# Given request A
Reproduce only the rows starting at the line containing "Find the grassy" and ending at the line containing "[[[54,41],[36,39],[1,38],[0,39],[0,47],[29,43],[53,42]]]", both included. Multiply every polygon coordinate in the answers by 0.9 and round each result to a whole number, with halves rounded up.
☆ ☆ ☆
Fork me on GitHub
#instaparse
<
2021-06-29
>
borkdude08:06:48

Hey, someone here? :)

borkdude08:06:09

I was trying to make this ebnf grammar work with instaparse: https://github.com/cbeust/kash/blob/master/src/main/resources/bash.ebnf But so far it didn't work out

borkdude08:06:31

Here's what I got: https://gist.github.com/borkdude/98c5d9e2bf598b227e8e643e4271e61e

user=> (def parser (insta/parser "/Users/borkdude/Downloads/bash.ebnf"))
#'user/parser
user=> (parser "foo")
Parse error at line 1, column 1:
foo
^
Expected:
#"[0-9]"

Sigve09:06:28

Hi, when you do not specify a starting rule for the grammar instaparse selects the top rule for a starting point. In you case that is the number rule. https://github.com/engelberg/instaparse#parsing-from-another-start-rule This should work:

(parser "foo" :start :command)

Sigve09:06:35

(NB: surrounding an rule with angle brackets makes it hidden, since all commands are hidden you will probably only get an empty list on a successful parse)
☆ ☆ ☆
# Given request B
From the instaparse thread, copy word for word the section starting at "Sigve09:06:35" and ending at "a successful parse)".

Recorded data
☆ ☆ ☆
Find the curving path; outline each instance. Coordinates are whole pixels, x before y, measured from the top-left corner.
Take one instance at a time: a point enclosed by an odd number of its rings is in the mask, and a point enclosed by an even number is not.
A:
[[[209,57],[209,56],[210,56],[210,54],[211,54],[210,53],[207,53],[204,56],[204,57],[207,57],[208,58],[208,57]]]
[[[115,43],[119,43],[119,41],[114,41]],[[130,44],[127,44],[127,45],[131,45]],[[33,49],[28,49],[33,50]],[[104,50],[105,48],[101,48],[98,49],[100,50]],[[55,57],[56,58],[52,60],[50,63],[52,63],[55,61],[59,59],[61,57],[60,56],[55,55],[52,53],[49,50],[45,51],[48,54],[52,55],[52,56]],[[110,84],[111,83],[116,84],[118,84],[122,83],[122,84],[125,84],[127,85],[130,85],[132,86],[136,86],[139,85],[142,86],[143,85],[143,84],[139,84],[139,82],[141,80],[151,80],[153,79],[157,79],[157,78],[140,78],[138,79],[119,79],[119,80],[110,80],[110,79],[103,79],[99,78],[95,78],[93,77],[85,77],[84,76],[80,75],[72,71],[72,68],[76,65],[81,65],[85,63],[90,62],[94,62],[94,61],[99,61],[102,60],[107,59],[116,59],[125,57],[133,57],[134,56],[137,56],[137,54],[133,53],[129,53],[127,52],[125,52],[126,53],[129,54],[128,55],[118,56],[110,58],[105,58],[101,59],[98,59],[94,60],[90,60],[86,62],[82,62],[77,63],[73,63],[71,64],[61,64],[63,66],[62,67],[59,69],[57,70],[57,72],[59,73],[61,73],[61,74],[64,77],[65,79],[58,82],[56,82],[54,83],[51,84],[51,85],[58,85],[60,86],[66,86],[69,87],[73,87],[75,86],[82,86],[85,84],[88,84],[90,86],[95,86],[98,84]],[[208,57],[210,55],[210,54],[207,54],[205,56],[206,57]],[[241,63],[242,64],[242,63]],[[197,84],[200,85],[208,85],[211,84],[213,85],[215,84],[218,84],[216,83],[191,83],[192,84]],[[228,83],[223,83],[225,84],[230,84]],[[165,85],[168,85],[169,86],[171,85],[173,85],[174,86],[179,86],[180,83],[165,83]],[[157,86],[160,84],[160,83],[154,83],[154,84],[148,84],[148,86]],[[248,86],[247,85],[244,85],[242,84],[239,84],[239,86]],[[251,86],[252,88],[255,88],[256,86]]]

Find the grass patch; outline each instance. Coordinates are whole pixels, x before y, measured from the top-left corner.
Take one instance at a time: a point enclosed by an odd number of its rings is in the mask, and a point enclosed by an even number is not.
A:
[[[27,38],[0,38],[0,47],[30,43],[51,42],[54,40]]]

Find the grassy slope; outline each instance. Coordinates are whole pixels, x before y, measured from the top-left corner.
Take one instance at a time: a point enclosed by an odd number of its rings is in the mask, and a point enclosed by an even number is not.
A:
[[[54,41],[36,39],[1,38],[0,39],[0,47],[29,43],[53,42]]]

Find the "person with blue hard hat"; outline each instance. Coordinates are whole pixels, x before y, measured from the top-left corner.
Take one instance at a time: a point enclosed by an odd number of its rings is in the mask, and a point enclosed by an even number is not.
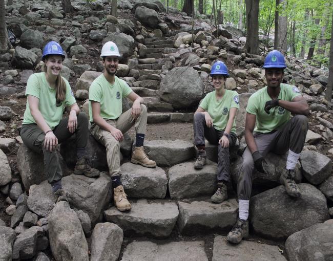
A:
[[[245,139],[247,145],[239,170],[237,194],[239,218],[227,240],[234,244],[248,235],[248,208],[255,169],[267,173],[265,157],[269,152],[288,151],[280,182],[292,198],[301,196],[295,181],[295,168],[305,142],[309,107],[295,86],[282,83],[286,68],[279,51],[270,52],[264,63],[267,86],[248,99],[246,107]],[[290,115],[294,116],[290,118]]]
[[[198,158],[194,168],[202,169],[206,164],[205,138],[218,146],[217,190],[211,198],[221,203],[228,198],[227,184],[230,181],[229,148],[237,141],[236,114],[239,108],[239,99],[236,91],[225,89],[225,82],[229,76],[224,62],[214,63],[211,71],[215,90],[208,93],[194,114],[194,144],[198,148]]]
[[[97,177],[99,171],[90,167],[86,146],[88,118],[80,113],[68,81],[61,76],[65,56],[59,44],[52,41],[44,47],[43,72],[31,75],[27,82],[28,98],[20,135],[24,144],[43,154],[48,181],[58,201],[67,200],[63,190],[61,168],[57,154],[58,143],[75,134],[77,161],[74,172]],[[64,119],[65,107],[69,116]]]

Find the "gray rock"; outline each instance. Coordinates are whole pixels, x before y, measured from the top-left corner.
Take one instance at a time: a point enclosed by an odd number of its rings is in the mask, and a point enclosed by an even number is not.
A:
[[[165,75],[160,85],[160,98],[176,109],[197,105],[201,99],[203,83],[191,67],[177,67]]]
[[[90,261],[118,260],[122,243],[122,229],[109,222],[98,223],[91,236]]]
[[[51,249],[57,260],[88,261],[88,244],[80,221],[67,202],[55,205],[48,226]]]
[[[288,259],[329,260],[332,257],[333,223],[316,224],[290,235],[285,242]]]
[[[129,162],[121,165],[120,172],[122,185],[130,198],[165,198],[168,179],[163,169],[147,169]]]
[[[208,261],[204,247],[204,241],[179,241],[160,244],[149,241],[135,241],[126,247],[121,261]]]
[[[15,182],[10,189],[9,197],[12,200],[16,200],[22,193],[23,193],[23,190],[21,184],[18,182]]]
[[[205,201],[178,202],[178,208],[177,223],[182,234],[196,233],[198,230],[229,230],[236,223],[238,214],[238,204],[234,199],[221,204]]]
[[[12,246],[16,234],[13,229],[0,226],[0,260],[11,261]]]
[[[144,142],[144,151],[158,166],[173,166],[193,158],[192,143],[182,140],[151,140]]]
[[[212,261],[286,261],[279,248],[265,244],[242,240],[238,245],[228,244],[224,236],[214,238]]]
[[[5,186],[12,180],[12,170],[6,154],[0,149],[0,186]]]
[[[124,231],[134,231],[157,237],[170,235],[178,216],[178,209],[173,202],[151,202],[139,200],[131,203],[130,212],[120,212],[115,207],[104,211],[109,222],[120,226]]]
[[[193,164],[194,162],[183,162],[169,169],[169,188],[171,199],[211,195],[215,192],[217,164],[209,162],[199,170],[195,169]]]
[[[330,159],[319,153],[313,150],[302,151],[300,161],[303,175],[312,184],[321,183],[331,175]]]
[[[249,220],[255,233],[275,239],[285,238],[329,218],[324,195],[310,184],[300,184],[298,187],[301,193],[298,199],[290,199],[284,186],[251,198]]]

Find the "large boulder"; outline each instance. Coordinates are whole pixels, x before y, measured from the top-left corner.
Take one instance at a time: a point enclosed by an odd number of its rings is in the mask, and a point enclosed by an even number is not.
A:
[[[333,223],[325,222],[293,234],[284,249],[288,259],[293,261],[329,260],[333,256],[332,243]]]
[[[326,198],[320,191],[308,184],[298,187],[301,195],[298,199],[290,198],[284,186],[251,198],[249,219],[255,233],[274,239],[286,238],[329,218]]]
[[[135,17],[139,20],[152,28],[156,28],[158,24],[157,12],[144,6],[140,6],[135,10]]]
[[[88,246],[75,211],[60,202],[49,215],[50,245],[57,261],[88,261]]]
[[[192,67],[177,67],[163,78],[159,89],[161,99],[175,109],[196,106],[202,98],[203,83]]]

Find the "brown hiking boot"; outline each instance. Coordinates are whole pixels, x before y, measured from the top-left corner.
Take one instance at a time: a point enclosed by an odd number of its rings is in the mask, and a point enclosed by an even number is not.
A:
[[[203,149],[198,150],[198,158],[194,162],[194,168],[201,169],[206,165],[206,151]]]
[[[131,162],[135,164],[139,164],[147,168],[154,168],[156,166],[156,163],[150,160],[144,153],[143,146],[135,147],[132,154]]]
[[[100,175],[99,170],[90,167],[89,160],[86,157],[81,157],[77,159],[74,169],[74,173],[77,175],[83,174],[89,178],[99,177]]]
[[[294,169],[283,169],[280,176],[280,182],[284,185],[287,193],[292,198],[299,198],[301,195],[300,189],[298,188],[294,179],[295,171]]]
[[[226,185],[222,182],[217,183],[217,189],[212,196],[211,200],[214,203],[222,203],[228,198],[228,191]]]
[[[127,200],[127,195],[123,191],[123,187],[120,185],[113,189],[113,200],[118,210],[125,211],[131,209],[131,204]]]
[[[243,238],[248,236],[248,221],[238,218],[236,225],[226,236],[226,240],[233,244],[239,244]]]

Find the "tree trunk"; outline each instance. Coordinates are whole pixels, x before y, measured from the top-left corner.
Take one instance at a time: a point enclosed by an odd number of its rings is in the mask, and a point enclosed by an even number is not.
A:
[[[245,0],[246,5],[246,42],[249,53],[259,54],[259,0]]]
[[[333,13],[332,14],[332,26],[330,33],[330,47],[329,49],[329,69],[328,70],[328,81],[326,89],[326,99],[330,107],[332,100],[332,89],[333,89]]]
[[[12,48],[9,39],[7,27],[5,20],[5,0],[0,0],[0,52],[6,51]]]
[[[70,0],[61,0],[61,5],[65,13],[72,13],[74,11],[74,8],[71,4]]]
[[[182,11],[185,12],[189,16],[192,16],[192,6],[194,0],[184,0]]]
☆ ☆ ☆
# Correct answer A
Find the grassy slope; outline each instance. Coordinates are whole pixels, x before y, measured from the top-left corner.
Take one instance at a time: a point enclosed by an odd number of its rings is in the mask, and a point enclosed by an even number is not.
A:
[[[49,37],[32,35],[1,34],[0,35],[0,42],[26,39],[48,38]]]

# Correct answer B
Sigve09:06:35

(NB: surrounding an rule with angle brackets makes it hidden, since all commands are hidden you will probably only get an empty list on a successful parse)